## Short problem
Pull out each line of the material below that contains the string "dark", and copy every such line in full. Case counts, so uppercase and lowercase letters are not interchangeable.

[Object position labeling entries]
******
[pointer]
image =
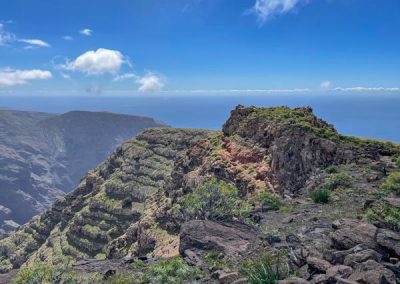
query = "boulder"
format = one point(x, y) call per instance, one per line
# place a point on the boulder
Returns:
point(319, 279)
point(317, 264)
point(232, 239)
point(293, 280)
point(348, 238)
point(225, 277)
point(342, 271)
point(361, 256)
******
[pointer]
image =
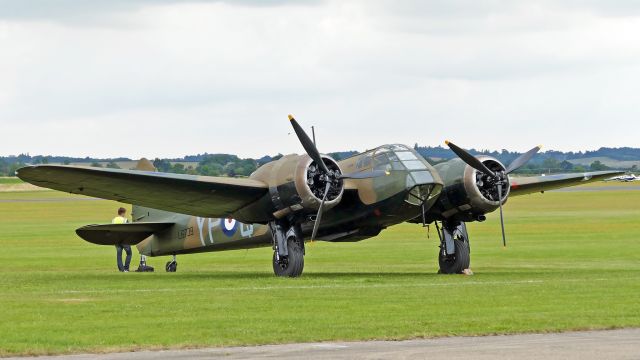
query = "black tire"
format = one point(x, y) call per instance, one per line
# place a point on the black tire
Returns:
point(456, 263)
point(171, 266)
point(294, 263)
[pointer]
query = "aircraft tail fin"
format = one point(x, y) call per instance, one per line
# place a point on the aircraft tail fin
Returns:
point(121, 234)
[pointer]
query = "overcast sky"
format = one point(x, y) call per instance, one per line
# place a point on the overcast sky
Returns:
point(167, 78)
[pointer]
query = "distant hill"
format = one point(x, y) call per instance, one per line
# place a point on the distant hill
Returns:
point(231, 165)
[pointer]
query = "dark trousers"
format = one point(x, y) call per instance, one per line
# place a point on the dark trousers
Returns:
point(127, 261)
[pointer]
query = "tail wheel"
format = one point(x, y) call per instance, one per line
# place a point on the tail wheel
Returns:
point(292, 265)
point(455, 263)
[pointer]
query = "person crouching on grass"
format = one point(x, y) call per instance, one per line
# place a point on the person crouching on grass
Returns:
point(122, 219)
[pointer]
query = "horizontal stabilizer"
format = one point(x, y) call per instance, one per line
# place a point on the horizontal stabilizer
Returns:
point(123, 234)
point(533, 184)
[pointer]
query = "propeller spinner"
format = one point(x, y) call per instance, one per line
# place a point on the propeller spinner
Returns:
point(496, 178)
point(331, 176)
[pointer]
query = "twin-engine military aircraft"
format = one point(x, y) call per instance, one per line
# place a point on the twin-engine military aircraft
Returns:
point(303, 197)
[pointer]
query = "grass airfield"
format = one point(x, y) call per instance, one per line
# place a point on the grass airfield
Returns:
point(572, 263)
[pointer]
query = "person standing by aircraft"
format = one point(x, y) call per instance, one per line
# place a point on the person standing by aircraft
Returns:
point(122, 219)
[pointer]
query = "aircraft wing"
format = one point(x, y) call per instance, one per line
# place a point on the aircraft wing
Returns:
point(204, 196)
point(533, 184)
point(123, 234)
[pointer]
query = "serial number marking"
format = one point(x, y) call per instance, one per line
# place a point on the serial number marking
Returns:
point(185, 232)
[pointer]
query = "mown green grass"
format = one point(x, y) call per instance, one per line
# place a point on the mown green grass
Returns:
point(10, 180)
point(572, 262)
******
## Exercise output
query = "dark trousers"
# place a point on the dark trousers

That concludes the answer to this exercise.